* start *
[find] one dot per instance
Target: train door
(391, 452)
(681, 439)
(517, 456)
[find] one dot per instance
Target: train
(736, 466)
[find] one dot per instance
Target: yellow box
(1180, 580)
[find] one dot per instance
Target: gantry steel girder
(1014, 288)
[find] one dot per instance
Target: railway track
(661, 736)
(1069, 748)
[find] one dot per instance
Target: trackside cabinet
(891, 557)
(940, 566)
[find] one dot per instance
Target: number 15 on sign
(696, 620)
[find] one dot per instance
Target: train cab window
* end *
* start *
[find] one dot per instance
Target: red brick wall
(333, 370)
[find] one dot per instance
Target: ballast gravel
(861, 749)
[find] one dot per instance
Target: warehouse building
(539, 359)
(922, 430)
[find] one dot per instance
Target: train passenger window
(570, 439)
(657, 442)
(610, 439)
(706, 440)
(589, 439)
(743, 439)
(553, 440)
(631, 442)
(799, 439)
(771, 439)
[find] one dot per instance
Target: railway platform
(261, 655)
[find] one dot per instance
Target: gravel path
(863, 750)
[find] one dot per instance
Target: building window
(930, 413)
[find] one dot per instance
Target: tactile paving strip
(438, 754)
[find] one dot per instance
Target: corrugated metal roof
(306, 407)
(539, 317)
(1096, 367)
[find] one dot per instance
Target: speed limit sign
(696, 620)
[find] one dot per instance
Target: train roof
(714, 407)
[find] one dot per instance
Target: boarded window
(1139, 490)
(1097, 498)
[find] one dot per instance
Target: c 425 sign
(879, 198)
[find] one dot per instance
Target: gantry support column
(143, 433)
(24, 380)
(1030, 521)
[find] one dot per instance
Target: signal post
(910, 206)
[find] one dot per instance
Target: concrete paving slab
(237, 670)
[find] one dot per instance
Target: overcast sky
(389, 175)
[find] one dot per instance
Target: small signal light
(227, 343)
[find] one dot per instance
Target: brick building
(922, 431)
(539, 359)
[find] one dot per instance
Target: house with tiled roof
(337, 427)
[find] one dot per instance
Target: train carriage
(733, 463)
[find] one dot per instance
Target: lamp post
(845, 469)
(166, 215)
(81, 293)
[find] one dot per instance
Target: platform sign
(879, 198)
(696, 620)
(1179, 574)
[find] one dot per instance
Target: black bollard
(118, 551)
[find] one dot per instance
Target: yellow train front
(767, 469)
* end *
* start *
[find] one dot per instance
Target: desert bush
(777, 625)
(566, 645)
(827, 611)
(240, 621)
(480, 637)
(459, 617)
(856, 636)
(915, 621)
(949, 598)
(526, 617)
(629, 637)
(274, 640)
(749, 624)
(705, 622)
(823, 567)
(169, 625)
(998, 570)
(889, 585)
* end *
== REQUIRED TASK ==
Which lines in the listing above contain the string "post", with case counting? Pick out each of those lines and copy it in full.

== FINAL RESULT ==
Target: signal post
Target: lamp post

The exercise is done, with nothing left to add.